* START *

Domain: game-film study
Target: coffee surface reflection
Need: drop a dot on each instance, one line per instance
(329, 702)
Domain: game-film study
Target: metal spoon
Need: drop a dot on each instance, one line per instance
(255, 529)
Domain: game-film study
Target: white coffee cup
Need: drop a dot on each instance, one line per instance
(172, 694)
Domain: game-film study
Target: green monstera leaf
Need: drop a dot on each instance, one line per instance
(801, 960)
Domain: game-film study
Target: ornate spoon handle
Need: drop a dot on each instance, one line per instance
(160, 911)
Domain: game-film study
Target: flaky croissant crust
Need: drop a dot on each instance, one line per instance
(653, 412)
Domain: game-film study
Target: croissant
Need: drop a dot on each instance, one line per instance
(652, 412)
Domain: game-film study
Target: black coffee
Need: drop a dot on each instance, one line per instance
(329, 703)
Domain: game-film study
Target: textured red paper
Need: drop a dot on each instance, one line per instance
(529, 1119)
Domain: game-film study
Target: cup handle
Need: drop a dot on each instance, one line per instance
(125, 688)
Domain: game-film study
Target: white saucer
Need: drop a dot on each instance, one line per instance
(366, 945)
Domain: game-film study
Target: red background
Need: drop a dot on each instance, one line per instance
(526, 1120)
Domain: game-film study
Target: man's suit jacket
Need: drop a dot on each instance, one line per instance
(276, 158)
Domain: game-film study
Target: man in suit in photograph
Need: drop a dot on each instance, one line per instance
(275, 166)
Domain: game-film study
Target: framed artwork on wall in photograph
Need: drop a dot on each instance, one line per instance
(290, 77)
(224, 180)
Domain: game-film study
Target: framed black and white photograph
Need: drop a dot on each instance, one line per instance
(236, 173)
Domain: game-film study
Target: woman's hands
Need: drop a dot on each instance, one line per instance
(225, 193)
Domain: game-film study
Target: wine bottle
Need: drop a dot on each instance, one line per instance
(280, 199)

* END *

[Problem description]
Exactly reproduce the material above.

[The result]
Domain: game-film study
Target: coffee surface reflection
Need: drop a dot on each instance, one line per instance
(329, 702)
Domain: game-film study
Target: metal spoon
Need: drop a dot on each instance, one line per instance
(255, 529)
Domain: game-film study
Target: white coffee cup
Need: drop a dot on each instance, one line per instance
(172, 694)
Domain: game-film study
Target: green monstera leaf
Need: drop a dot on each instance, one line per instance
(801, 960)
Domain: game-film study
Target: ornate spoon handle
Need: drop a dot on each instance, one line per instance
(160, 911)
Domain: game-film study
Target: flaky croissant crust
Need: drop a dot on each instance, one line per instance
(653, 412)
Domain: game-film study
Target: croissant
Need: drop a dot on each instance, one line per instance
(652, 412)
Domain: game-film study
Target: black coffee
Need: drop a dot on each instance, one line per instance
(329, 703)
Domain: game-film study
Target: textured red paper
Need: drop a dot on each instance, one line per instance
(529, 1119)
Domain: game-film study
Target: cup handle
Need: drop a dot on each instance, one line per instance
(125, 688)
Domain: game-film study
Target: white saucer
Need: drop a dot on each instance, one line per instance
(366, 945)
Domain: game-film study
Target: red background
Need: drop a dot on each instance, one line per instance
(526, 1120)
Domain: game-film study
Target: man's suit jacket
Need: drop a dot on each instance, one line per instance
(276, 158)
Domain: game-film study
Target: man in suit in photograph
Need: drop a dot on each instance, one line per instance
(275, 166)
Domain: game-film study
Target: framed artwork on wall in photograph
Need: drop a dot on each instance, one line per instance
(290, 77)
(224, 180)
Domain: game-film study
Target: framed black and white photograph
Need: drop a dot on each instance, one line per instance
(236, 173)
Domain: game-film study
Target: woman's hands
Need: drop a dot on each instance, one line per instance
(225, 193)
Domain: game-film study
Target: wine bottle
Need: drop a dot on each instance, one line per instance
(280, 199)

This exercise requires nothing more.